Dataset items:
******************************
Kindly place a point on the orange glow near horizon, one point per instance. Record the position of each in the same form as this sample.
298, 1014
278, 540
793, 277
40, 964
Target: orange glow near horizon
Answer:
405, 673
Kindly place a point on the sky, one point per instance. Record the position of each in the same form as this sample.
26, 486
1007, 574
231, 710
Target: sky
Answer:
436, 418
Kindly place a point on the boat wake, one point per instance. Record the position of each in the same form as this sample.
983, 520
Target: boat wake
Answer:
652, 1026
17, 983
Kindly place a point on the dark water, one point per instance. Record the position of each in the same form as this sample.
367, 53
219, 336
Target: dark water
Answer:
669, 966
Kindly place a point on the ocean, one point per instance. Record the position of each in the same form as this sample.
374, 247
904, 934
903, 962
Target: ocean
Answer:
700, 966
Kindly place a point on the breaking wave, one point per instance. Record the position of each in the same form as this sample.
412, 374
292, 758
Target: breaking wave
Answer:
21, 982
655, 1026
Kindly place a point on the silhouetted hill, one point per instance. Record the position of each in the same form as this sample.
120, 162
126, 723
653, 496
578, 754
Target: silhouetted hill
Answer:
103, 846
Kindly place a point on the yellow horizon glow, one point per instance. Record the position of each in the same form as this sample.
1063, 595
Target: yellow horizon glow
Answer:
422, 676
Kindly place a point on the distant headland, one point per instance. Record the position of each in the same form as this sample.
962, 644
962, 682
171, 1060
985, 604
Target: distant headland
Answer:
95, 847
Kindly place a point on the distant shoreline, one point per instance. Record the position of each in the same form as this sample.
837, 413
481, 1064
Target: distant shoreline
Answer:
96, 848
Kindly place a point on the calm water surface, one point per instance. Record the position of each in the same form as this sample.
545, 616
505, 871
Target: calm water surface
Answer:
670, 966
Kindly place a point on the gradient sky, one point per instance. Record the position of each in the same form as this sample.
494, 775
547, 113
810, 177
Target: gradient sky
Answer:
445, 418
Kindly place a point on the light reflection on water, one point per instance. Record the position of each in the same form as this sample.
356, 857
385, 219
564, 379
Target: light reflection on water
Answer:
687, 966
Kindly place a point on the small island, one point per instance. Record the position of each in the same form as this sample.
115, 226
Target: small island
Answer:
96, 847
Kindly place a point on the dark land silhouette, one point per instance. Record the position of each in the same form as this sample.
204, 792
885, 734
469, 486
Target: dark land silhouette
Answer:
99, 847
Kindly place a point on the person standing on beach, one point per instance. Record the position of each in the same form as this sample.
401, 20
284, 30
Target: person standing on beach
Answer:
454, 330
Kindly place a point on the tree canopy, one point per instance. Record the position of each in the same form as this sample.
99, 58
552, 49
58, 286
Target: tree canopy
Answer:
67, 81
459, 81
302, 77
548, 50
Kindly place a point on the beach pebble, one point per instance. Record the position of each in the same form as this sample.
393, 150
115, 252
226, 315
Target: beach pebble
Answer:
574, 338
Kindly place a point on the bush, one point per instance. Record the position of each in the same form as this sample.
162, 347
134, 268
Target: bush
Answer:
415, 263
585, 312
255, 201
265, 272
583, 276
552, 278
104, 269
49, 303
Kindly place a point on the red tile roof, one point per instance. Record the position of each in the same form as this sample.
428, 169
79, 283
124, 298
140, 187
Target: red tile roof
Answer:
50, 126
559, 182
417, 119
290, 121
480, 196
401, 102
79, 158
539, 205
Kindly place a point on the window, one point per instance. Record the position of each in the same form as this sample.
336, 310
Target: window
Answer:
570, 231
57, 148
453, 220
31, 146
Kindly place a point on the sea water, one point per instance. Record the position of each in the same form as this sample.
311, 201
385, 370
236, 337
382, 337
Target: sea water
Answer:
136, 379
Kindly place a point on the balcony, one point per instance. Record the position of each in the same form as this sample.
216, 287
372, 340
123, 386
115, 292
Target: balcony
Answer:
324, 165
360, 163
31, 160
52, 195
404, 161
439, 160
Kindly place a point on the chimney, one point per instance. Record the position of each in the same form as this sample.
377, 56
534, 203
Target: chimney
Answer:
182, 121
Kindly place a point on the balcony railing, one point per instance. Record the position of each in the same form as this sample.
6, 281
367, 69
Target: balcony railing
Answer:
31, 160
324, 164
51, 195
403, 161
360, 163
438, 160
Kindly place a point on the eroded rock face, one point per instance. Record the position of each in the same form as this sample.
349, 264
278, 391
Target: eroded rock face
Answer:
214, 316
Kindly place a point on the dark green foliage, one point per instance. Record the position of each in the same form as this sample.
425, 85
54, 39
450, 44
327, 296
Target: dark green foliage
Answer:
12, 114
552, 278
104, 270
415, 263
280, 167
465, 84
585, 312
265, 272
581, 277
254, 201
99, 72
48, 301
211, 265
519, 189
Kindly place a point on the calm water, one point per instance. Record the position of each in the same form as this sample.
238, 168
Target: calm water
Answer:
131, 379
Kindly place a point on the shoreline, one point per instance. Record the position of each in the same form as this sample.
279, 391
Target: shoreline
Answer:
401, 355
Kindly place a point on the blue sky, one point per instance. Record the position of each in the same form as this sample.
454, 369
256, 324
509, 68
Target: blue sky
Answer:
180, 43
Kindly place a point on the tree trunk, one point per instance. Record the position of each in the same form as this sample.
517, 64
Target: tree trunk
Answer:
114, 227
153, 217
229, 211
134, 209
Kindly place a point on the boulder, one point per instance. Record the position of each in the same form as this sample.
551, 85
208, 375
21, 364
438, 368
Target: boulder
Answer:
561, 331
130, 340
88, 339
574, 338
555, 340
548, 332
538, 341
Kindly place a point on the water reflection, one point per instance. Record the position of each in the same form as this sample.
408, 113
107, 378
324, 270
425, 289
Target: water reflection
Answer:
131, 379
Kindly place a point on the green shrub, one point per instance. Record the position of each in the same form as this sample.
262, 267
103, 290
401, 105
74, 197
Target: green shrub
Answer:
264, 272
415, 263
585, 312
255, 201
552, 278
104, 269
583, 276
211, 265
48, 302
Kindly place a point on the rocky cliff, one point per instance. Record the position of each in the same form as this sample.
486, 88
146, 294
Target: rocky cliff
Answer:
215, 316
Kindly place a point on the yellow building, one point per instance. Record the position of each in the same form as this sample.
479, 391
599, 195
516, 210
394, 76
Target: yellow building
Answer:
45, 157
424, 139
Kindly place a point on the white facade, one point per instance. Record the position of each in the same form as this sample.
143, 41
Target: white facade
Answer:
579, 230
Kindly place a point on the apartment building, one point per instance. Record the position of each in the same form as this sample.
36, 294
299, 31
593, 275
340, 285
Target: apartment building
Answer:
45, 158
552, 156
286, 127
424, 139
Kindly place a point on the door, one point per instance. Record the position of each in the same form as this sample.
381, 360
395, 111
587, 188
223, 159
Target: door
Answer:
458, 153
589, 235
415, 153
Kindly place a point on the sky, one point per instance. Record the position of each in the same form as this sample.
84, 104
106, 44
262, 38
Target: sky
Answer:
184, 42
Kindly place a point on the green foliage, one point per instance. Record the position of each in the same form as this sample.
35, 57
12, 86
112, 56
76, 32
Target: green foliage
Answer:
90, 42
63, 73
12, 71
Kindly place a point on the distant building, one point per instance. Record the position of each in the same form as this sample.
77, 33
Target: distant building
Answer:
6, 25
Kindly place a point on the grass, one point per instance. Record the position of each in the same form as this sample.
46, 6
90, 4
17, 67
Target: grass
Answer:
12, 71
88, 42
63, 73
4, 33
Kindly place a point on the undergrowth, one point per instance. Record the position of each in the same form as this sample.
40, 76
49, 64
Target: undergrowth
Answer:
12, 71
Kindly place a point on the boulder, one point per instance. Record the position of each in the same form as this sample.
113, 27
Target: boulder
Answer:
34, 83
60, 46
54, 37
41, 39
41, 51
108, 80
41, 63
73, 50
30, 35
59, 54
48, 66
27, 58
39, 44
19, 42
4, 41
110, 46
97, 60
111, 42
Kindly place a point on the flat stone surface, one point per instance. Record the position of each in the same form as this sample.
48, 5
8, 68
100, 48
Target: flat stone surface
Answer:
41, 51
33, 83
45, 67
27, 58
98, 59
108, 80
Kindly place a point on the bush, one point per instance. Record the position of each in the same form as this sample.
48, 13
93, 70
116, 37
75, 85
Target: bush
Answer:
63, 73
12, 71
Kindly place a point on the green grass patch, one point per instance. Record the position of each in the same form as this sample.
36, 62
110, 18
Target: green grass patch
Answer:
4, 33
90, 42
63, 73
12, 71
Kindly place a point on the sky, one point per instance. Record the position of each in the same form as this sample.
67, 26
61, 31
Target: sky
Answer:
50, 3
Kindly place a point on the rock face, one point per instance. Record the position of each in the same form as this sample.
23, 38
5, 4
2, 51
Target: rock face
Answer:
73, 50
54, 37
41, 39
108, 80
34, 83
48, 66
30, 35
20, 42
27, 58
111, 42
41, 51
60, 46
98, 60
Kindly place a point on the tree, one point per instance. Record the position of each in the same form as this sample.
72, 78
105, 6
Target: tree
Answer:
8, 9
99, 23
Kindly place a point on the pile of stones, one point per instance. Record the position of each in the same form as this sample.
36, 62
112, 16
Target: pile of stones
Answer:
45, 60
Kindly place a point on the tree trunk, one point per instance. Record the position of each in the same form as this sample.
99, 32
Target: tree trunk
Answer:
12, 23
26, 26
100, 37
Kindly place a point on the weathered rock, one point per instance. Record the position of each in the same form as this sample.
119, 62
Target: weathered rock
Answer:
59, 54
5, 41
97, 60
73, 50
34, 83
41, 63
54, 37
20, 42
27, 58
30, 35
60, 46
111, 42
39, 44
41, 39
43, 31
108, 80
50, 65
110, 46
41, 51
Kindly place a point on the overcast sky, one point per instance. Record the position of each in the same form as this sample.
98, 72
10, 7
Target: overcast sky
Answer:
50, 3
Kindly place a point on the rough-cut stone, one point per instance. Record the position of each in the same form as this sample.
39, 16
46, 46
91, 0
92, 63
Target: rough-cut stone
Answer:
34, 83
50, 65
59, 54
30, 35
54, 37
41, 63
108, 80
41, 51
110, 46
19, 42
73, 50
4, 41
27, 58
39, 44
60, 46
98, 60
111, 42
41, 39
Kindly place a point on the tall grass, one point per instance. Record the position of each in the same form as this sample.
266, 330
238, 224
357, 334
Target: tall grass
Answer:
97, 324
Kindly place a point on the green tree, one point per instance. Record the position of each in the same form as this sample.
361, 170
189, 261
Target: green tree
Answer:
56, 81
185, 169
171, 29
******************************
Exercise
Scan the data for the string "boat" and copy each line in which it occurs.

Answer section
Kindly place a point on the boat wake, one point per instance. Record the position of each in the same form as this sample.
Target: boat wake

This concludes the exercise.